LUMP O’COAL: We will, however, discuss Marc Liegghio’s right leg. Two missed converts in the West Division final, one missed convert and a botched field goal attempt in the Grey Cup game doesn’t cut it. He has the worst limb since Long John Silver and everyone from Buzz and Boomer to Dancing Gabe knew all about it, but it somehow escaped the notice of Bombers brass and it cost them dearly. We can talk all we like about other foulups (there were plenty) in the bid for a Grey Grail three-peat, but a kicker has one job to do and Liegghio failed miserably.
LUMP O’ COAL: Yo! David Asper! I think maybe you’ve been spending too much time at the Journey to Churchill exhibit at Assiniboine Park Zoo. Either that or you’ve been having nightmares about polar bears lumbering through the pot-holed streets of Good Ol’ Hometown. I mean, the Winnipeg Sea Bears? And a polar bear logo? Seriously? That’s the best you could come up with for your newbie, summertime Canadian Elite Basketball League outfit? C’mon, man. Winnipeg is a seaside locale like a box of Crackerjack is fine dining, and there hasn’t been anything resembling a polar bear near Portage and Main since Chris Walby retired.
AN ENTIRE COAL MINE: Oh, woe is Hockey Canada, guardian of our national pastime and keeper of secrets, slush funds and trafficker of lies. We discovered that HC had stacks and stacks of coin to quietly pay off victims of sexual assault, and some board members summoned to Parliament Hill to explain themselves looked like so many Pinocchios after a big, fat fib. This was the biggest and, by far, the most disturbing sports story on Our Mostly Frozen Tundra in 2022. It rocked HC to the core.
AN ENTIRE COAL MINE: As Hockey Canada roiled in the guck and muck of egregious wrong-doing and a sex-assault scandal, since-defrocked CEO Scott Smith had the dreadful manners to surface in Denmark and strut on-ice to dispense gold medals to our Canadian women at the world championship. It was like the graduating class at a police academy receiving their badges from Tony Soprano. Smith’s appearance was callous, tacky and a rented-bowling-shoes level of odious.
GIFT: Rick Westhead of TSN was at the forefront of reporting on L’Affaire Hockey Canada and all other manner of misdeeds in the playground.
GIFT: Our national women’s team provided a ray of light in the Hockey Canada darkness, striking gold at the Winter Olympic Games and the world tournament. Brianne Jenner was our leading goal-scorer and MVP in Beijing, and Sarah Nurse set an Olympic record for most points, 18. Meantime, Jenner scored both goals in a 2-1 victory over the U.S. in the gold-medal match in Denmark, while Sarah Fillier was our leading scorer and a world tournament all-star.

──────────

**Required work:** Copy the sports column word for word from "GIFT: Our national" to "world tournament all-star.".

──────────

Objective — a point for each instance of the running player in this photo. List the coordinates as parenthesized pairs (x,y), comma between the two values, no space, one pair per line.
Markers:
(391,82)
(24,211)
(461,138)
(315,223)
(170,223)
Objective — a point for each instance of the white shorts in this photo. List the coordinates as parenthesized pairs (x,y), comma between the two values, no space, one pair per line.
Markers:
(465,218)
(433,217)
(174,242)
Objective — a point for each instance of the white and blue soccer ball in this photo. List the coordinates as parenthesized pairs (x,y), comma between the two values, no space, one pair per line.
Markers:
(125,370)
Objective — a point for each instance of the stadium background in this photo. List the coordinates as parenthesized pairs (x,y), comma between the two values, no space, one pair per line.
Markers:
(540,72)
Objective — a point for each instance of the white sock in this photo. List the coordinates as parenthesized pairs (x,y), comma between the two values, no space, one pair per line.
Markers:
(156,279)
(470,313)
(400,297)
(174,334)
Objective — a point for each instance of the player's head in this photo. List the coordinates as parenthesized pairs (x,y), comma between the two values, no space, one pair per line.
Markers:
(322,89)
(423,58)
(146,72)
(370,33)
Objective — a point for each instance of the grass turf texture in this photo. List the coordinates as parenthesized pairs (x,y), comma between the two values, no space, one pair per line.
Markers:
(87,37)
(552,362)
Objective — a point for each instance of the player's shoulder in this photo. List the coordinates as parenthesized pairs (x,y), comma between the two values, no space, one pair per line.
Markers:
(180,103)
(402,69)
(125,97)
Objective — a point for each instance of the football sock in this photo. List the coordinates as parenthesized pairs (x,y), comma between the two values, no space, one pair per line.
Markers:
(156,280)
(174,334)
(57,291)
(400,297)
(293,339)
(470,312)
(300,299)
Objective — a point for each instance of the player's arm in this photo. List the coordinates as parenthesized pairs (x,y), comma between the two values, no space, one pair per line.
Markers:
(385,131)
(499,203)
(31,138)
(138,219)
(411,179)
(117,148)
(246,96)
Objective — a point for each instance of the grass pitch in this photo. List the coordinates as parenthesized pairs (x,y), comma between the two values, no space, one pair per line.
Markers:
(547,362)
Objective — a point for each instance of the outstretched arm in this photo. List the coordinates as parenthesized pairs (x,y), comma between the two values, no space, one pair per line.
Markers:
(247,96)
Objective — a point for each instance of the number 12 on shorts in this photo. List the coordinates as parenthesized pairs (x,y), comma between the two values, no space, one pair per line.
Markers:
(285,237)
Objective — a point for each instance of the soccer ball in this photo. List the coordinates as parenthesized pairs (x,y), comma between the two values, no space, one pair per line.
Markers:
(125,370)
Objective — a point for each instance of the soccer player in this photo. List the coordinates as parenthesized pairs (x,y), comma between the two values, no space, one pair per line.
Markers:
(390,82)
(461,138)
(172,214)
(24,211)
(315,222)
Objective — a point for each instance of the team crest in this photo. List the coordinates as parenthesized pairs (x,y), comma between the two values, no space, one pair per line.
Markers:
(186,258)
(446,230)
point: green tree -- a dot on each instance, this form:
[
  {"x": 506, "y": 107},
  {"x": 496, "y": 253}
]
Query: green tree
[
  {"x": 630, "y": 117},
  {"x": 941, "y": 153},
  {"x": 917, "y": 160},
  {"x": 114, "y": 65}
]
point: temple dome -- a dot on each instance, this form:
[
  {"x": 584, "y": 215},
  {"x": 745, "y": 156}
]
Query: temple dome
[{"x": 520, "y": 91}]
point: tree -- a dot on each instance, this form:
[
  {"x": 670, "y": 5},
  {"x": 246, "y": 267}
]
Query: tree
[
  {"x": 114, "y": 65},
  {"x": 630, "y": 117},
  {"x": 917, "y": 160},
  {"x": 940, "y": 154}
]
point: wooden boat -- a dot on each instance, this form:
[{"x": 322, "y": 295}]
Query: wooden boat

──────────

**Full answer:**
GIFT: Our national women’s team provided a ray of light in the Hockey Canada darkness, striking gold at the Winter Olympic Games and the world tournament. Brianne Jenner was our leading goal-scorer and MVP in Beijing, and Sarah Nurse set an Olympic record for most points, 18. Meantime, Jenner scored both goals in a 2-1 victory over the U.S. in the gold-medal match in Denmark, while Sarah Fillier was our leading scorer and a world tournament all-star.